■ **Instruction 1**:
Lay out the listing below as a numbered list, from the line containing "the carved salmon" through the end of the listing, with blank lines and pictures omitted.

■ **Page text**:

[start]

Lauren Park Student Contributor, University of California - Los Angeles
This article is written by a student writer from the Her Campus at UCLA chapter and does not reflect the views of Her Campus.

Our childhood stories oversimplified universal truths. Growing up, we always read about the dichotomy between the good guy and the bad guy. But as we age, we start to characterize and trade these labels for protagonists and antagonists instead. The main distinction? These new categories don’t condense each character in a box of morality. What media often labels as being a “morally gray character” is a character that isn’t defined by their good or bad actions. Because at the end of the day, the most human and natural thing of all is to be both.

Entering my twenties, I feel both naive and too aware of the world. I am essentially a two-year-old adult, waddling my way through life and its experiences. But I’ve also spent two decades attempting to find pieces of myself that fit and feel right. I once read that a woman’s twenties are really about reuniting with the inner child who knew exactly who she was before the world told her who to be. If that’s the case, I think these are the pieces of advice that are helping me navigate back toward her.

[end]

■ **Material**:
[start]

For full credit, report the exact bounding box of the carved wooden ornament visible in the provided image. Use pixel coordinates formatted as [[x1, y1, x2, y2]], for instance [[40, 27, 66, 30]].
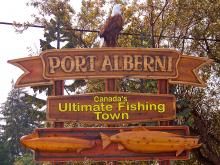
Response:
[[9, 48, 211, 87], [21, 126, 198, 161], [47, 92, 176, 123]]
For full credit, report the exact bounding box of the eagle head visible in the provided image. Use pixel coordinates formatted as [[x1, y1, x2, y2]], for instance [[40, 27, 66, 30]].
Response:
[[111, 4, 121, 17]]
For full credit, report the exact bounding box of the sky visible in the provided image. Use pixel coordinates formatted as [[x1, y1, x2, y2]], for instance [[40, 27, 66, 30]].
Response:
[[0, 0, 81, 104]]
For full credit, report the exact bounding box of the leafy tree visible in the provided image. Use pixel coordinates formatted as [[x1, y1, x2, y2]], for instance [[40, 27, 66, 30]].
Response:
[[0, 140, 10, 165], [16, 0, 220, 164], [0, 83, 45, 162]]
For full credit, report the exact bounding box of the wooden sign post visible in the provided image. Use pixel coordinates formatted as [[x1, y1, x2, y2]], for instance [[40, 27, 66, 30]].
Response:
[[9, 48, 211, 165]]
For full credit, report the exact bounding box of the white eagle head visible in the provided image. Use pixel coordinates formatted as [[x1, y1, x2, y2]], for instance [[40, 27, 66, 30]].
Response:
[[111, 4, 121, 17]]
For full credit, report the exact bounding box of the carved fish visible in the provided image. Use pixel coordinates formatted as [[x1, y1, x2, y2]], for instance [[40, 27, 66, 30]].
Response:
[[20, 133, 96, 153], [100, 128, 201, 156]]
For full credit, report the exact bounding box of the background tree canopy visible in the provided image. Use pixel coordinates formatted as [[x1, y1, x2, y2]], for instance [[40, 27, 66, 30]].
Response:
[[2, 0, 220, 165]]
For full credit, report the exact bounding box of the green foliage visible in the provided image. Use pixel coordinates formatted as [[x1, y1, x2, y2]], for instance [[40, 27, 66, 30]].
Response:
[[13, 0, 220, 165], [0, 84, 45, 162], [0, 140, 10, 165]]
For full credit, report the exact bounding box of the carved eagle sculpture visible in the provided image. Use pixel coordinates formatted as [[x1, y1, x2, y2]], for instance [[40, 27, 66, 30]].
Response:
[[99, 4, 123, 47]]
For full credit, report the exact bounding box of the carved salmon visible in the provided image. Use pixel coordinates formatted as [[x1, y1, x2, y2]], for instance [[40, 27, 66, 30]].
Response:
[[20, 133, 96, 153], [100, 128, 201, 156]]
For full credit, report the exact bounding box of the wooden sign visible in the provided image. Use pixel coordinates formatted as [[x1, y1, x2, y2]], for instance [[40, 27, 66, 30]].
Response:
[[9, 48, 211, 87], [47, 92, 176, 123], [21, 126, 193, 161]]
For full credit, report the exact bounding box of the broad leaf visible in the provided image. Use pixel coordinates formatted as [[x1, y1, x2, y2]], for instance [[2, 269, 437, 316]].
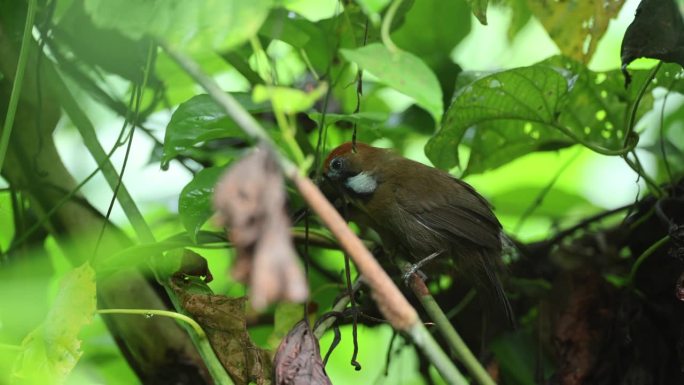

[end]

■ **Instruction 2**:
Answer the following about the article:
(a) From which chapter is the student writer of the article?
(b) What does the article say media often labels a "morally gray character"?
(c) For how long does the writer say they have been attempting to find pieces of themselves that fit and feel right?

■ **Complete output 1**:
1. For full credit, report the exact bounding box of the carved salmon visible in the provided image. Use pixel coordinates formatted as [[x1, y1, x2, y2]], for instance [[40, 27, 66, 30]].
2. Response:
3. [[20, 133, 96, 153], [100, 128, 201, 156]]
4. For full credit, report the exact bounding box of the wooden sign visible in the provided image. Use pixel coordinates formatted as [[x1, y1, x2, y2]], for instance [[40, 27, 66, 30]].
5. Response:
6. [[9, 48, 211, 87], [47, 92, 176, 123], [21, 126, 193, 161]]
7. For full credit, report the exact bounding box of the broad leaf visible in the provided image. Use pixel coordinates formatted as [[x1, y1, x2, y2]], for instance [[2, 269, 437, 316]].

■ **Complete output 2**:
(a) The Her Campus at UCLA chapter.
(b) A character that isn't defined by their good or bad actions.
(c) Two decades.